Stored records:
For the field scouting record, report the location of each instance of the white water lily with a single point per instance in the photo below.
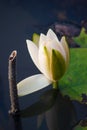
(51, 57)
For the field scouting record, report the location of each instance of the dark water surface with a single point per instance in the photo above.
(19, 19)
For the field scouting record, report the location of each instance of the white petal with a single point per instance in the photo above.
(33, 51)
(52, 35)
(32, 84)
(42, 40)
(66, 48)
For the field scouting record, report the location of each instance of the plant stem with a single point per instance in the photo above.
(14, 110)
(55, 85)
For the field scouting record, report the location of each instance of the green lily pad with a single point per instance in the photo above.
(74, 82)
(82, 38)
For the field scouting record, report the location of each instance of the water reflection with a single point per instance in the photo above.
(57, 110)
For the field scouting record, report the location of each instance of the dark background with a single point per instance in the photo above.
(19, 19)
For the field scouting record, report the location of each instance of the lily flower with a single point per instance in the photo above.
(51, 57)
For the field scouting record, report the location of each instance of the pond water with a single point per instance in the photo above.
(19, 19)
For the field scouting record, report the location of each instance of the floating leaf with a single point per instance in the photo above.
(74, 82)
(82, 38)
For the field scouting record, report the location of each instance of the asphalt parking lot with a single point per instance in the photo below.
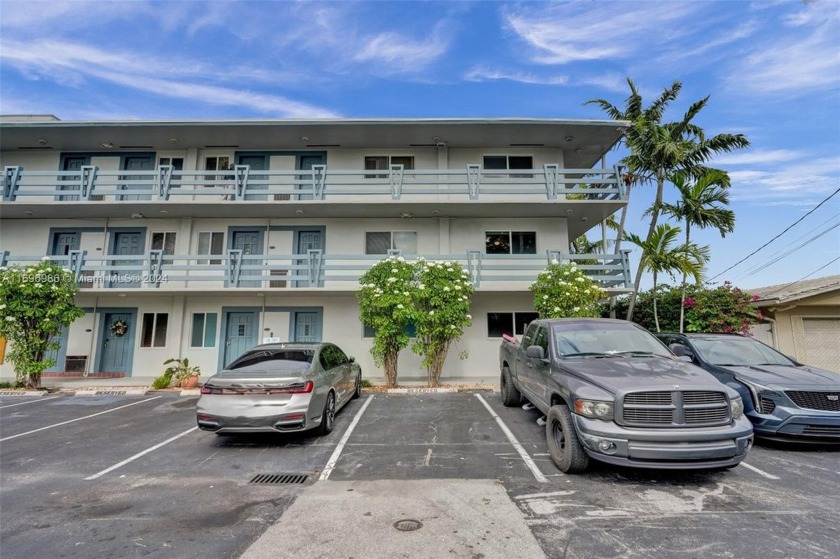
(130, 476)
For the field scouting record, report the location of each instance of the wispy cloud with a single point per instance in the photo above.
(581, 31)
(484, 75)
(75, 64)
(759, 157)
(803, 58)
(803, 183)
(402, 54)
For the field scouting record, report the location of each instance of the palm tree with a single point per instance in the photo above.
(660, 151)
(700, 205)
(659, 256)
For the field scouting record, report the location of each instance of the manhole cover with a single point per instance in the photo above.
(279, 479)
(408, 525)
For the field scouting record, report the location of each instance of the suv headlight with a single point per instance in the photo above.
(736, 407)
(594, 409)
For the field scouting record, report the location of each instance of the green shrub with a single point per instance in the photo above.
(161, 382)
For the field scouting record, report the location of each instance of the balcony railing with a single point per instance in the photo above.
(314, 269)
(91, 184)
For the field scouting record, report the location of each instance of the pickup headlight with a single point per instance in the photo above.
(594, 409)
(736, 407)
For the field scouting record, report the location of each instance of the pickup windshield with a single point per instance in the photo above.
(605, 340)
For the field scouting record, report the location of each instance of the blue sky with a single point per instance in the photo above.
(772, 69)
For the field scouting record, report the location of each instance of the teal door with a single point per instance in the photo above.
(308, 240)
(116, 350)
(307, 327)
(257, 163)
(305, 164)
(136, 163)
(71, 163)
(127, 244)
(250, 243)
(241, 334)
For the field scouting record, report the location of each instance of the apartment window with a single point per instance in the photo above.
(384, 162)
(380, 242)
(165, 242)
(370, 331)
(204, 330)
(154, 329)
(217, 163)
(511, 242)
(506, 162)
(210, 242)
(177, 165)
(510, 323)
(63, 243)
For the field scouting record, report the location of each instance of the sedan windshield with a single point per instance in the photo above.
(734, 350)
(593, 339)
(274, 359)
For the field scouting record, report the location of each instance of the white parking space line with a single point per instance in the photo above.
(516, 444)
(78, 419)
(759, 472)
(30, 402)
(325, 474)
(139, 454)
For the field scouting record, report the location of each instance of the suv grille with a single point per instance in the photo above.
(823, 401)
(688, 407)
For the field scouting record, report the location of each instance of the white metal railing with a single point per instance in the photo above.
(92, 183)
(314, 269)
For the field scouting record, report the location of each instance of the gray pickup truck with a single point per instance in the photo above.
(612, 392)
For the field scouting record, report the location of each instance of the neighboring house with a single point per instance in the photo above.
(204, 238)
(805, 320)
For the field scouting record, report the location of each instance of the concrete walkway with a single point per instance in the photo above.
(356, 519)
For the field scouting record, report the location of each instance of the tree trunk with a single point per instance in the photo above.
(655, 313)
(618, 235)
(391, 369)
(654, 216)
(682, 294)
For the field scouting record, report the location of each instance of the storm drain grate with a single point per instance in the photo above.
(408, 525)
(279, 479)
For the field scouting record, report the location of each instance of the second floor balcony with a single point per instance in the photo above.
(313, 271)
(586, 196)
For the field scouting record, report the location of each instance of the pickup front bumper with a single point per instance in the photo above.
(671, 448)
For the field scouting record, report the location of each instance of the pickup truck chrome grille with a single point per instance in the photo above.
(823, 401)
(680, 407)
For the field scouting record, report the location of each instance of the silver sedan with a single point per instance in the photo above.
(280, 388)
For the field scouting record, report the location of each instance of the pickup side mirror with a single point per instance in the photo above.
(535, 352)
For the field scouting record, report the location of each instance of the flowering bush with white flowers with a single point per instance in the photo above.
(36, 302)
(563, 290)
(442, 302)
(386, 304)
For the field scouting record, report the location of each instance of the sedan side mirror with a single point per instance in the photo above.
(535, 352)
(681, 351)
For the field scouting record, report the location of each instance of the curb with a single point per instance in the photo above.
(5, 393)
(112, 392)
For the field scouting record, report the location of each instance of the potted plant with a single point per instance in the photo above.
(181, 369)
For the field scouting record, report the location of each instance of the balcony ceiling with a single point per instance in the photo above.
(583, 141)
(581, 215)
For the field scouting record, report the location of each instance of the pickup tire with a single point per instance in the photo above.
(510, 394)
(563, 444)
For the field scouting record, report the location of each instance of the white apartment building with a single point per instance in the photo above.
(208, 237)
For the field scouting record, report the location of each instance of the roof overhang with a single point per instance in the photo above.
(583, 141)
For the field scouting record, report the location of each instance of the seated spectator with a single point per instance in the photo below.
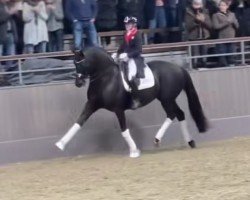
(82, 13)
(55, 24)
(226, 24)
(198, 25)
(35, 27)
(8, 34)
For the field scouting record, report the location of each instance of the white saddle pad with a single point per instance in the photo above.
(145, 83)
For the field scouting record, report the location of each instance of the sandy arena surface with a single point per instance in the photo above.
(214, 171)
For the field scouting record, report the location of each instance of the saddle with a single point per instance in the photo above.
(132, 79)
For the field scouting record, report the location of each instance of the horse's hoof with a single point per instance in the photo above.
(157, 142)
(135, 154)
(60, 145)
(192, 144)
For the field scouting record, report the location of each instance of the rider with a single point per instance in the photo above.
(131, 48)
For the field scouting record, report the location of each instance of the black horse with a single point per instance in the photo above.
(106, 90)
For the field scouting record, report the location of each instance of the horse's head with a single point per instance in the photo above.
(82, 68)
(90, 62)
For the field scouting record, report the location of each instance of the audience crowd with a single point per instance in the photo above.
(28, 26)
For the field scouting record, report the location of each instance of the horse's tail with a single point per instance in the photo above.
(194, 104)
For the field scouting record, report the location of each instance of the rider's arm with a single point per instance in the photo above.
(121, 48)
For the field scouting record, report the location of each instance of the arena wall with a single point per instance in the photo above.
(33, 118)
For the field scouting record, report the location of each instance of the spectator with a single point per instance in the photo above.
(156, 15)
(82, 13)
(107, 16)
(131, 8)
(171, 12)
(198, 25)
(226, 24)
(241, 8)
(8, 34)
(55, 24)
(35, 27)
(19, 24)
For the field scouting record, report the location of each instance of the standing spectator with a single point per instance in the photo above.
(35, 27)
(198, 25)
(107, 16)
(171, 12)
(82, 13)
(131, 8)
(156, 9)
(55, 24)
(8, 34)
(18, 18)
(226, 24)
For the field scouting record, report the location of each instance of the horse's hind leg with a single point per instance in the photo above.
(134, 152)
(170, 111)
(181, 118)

PROBLEM DETAILS.
Without including any pictures, return every line of the records exactly.

EXERCISE ANSWER.
For the field scouting record, report the location of each instance of the white water lily with a single point per instance in the photo below.
(51, 57)
For the field scouting record, report the location of each instance of the dark water surface with a single point per instance in the photo above.
(19, 19)
For the field scouting record, report the location of each instance of the white petal with a single point per instance in the photo above.
(33, 51)
(52, 35)
(32, 84)
(42, 40)
(66, 48)
For the field scouting record, report the location of each instance of the plant stem with a single point per instance in the photo above.
(14, 110)
(55, 85)
For the field scouting record, report the location of each instance of the green lily pad with a single point per instance in the photo above.
(74, 82)
(82, 38)
For the field scouting record, report the location of each instance of the water reflection with a single point per instance in the photo above.
(57, 110)
For the field scouting record, report the location of each instance of the dark background with a single point per instance in the photo above.
(19, 19)
For the field scouting record, report the location of each instance of the lily flower with a single point per instance in the photo above.
(51, 57)
For the field scouting record, report the location of each instance of the pond water with a single point per instance in the photo above.
(19, 19)
For the field scouting record, report the location of each instance of the floating leaf with a single point per instance in the photo above.
(74, 82)
(82, 38)
For the field scouting record, report the location of each instance of the asphalt parking lot with a single point per instance in the photo below.
(130, 476)
For the field scouting record, report the location of each instance of the wispy cloud with a single point per instance in the photo above.
(581, 31)
(484, 75)
(75, 64)
(759, 157)
(803, 58)
(803, 183)
(402, 54)
For the field scouting record, report the location of each instance of the palm tree with a single point per instance in the photo above.
(660, 151)
(700, 205)
(659, 256)
For the field scouting record, report the location of each instance of the manhole cover with a single point per instance in the photo above.
(279, 479)
(408, 525)
For the field scouting record, report the location of each instance of the suv headlight with a single point per instance in the photo above.
(736, 407)
(594, 409)
For the field scouting record, report the location of each instance of the green shrub with a single point per instance in the photo above.
(161, 382)
For the field scouting record, report the location of each instance of the balcony railing with a single point per instance in the photo above.
(314, 269)
(91, 184)
For the field scouting record, report the location of each instance of the pickup headlight with a single point per instance in the photo above.
(594, 409)
(736, 407)
For the field scouting record, report the location of each instance of the pickup windshield with a single point per instance in the photo above.
(605, 340)
For the field scouting record, report the location of each instance of the blue sky with a single point per instance in the photo above.
(772, 69)
For the field scouting record, report the location of each instance of the teal door with a single point per instance in the photo above.
(308, 240)
(116, 350)
(307, 327)
(257, 163)
(305, 164)
(136, 163)
(71, 163)
(127, 244)
(250, 243)
(241, 334)
For the field scouting record, report the location of each instance of the apartment window with a single point per instance in the photo above.
(384, 162)
(380, 242)
(165, 242)
(370, 331)
(204, 330)
(154, 329)
(217, 163)
(511, 242)
(506, 162)
(210, 242)
(177, 165)
(510, 323)
(63, 243)
For the field scouting record, report the location of each instance of the sedan windshield with a single point per instance in the photo above.
(734, 350)
(593, 339)
(274, 359)
For the field scouting record, report the location of each instance of the white parking space line with a single point per instance in the photo above.
(516, 444)
(78, 419)
(759, 472)
(30, 402)
(325, 474)
(139, 454)
For the field scouting record, report the location of each instance of the suv grille with a single point per instance in the photo above.
(823, 401)
(688, 407)
For the field scouting record, report the location of each instance of the white metal railing with a single point per instance in the photo above.
(92, 183)
(314, 269)
For the field scouting record, report the location of each instance of the gray pickup truck with a single point per instance in the photo above.
(612, 392)
For the field scouting record, report the location of each instance of the neighboring house with a single point per instance in the photo above.
(204, 238)
(805, 320)
For the field scouting record, report the location of each instance of the concrete walkway with a single point per instance in the photo above.
(356, 519)
For the field scouting record, report the location of each instance of the tree trunk with a single point per instance in the photo above.
(655, 313)
(618, 235)
(391, 369)
(654, 216)
(682, 294)
For the field scouting record, report the location of each instance of the storm drain grate with a single point per instance in the photo above.
(408, 525)
(279, 479)
For the field scouting record, report the location of each instance of the second floor balcony with a single point per instance in the photo above.
(313, 271)
(586, 196)
For the field scouting record, report the location of each instance of the pickup front bumper with a single point per instance in the photo above.
(671, 448)
For the field scouting record, report the location of each instance of the pickup truck chrome grille with a single point per instance in the photo above.
(823, 401)
(680, 407)
For the field scouting record, report the location of each instance of the silver sedan with a single point per instance in the photo above.
(280, 388)
For the field scouting record, report the location of each instance of the pickup side mirror with a single point per instance in the photo above.
(535, 352)
For the field scouting record, report the location of each instance of the flowering bush with white flowers with a single point per instance in the photo above.
(36, 302)
(563, 290)
(442, 302)
(386, 304)
For the field scouting record, report the location of each instance of the sedan side mirror with a single point per instance in the photo above.
(535, 352)
(681, 351)
For the field scouting record, report the location of each instance of the curb with a single point per instance in the photo above.
(5, 393)
(112, 392)
For the field scouting record, report the location of each instance of the potted plant with a single point per instance in the photo above.
(181, 369)
For the field scouting record, report the location of each instance of the balcony ceiling with a single point per instance in the photo above.
(583, 141)
(581, 215)
For the field scouting record, report the location of each instance of the pickup tire with a single point per instance in the photo above.
(510, 394)
(563, 444)
For the field scouting record, report the location of each instance of the white apartment building with a single point per instance in the photo above.
(208, 237)
For the field scouting record, report the location of each instance of the roof overhang with a single point per instance in the photo above.
(583, 141)
For the field scouting record, report the location of each instance of the seated spectator with a single point per instance in the photo below.
(82, 13)
(55, 24)
(226, 24)
(198, 25)
(35, 27)
(8, 34)
For the field scouting record, report the location of each instance of the white saddle pad with a single point per instance in the photo above.
(145, 83)
For the field scouting record, report the location of each instance of the sandy arena surface with a single point per instance in the photo above.
(214, 171)
For the field scouting record, report the location of each instance of the saddle with a single point per instance in the photo above.
(132, 79)
For the field scouting record, report the location of each instance of the horse's hoof with a single point per instance in the photo above.
(157, 142)
(135, 154)
(60, 145)
(192, 144)
For the field scouting record, report the location of each instance of the rider with a single point per instance in the photo above.
(131, 48)
For the field scouting record, report the location of each instance of the black horse with a single point per instance in the photo above.
(106, 90)
For the field scouting record, report the location of each instance of the horse's head with a single point per instance in the photo above.
(82, 68)
(90, 62)
For the field scouting record, report the location of each instance of the audience crowd with a single point per instance in the photo above.
(28, 26)
For the field scouting record, report the location of each instance of the horse's tail with a single point per instance in the photo above.
(194, 104)
For the field scouting record, report the location of each instance of the rider's arm with a single point per instance in the photo above.
(121, 48)
For the field scouting record, report the location of each instance of the arena wall with a single point per instance in the photo above.
(33, 118)
For the field scouting record, report the location of each instance of the spectator with a single point per instance in the photo above.
(156, 15)
(82, 13)
(107, 16)
(131, 8)
(171, 12)
(198, 25)
(226, 24)
(241, 8)
(8, 34)
(55, 24)
(35, 27)
(19, 24)
For the field scouting record, report the location of each instance of the standing spectator with a single point per instance in the photo above.
(35, 27)
(198, 25)
(107, 16)
(171, 12)
(82, 13)
(131, 8)
(156, 9)
(55, 24)
(8, 34)
(18, 18)
(226, 24)
For the field scouting record, report the location of each instance of the horse's hind leg with a single point per instance in the photo above.
(134, 152)
(170, 111)
(181, 118)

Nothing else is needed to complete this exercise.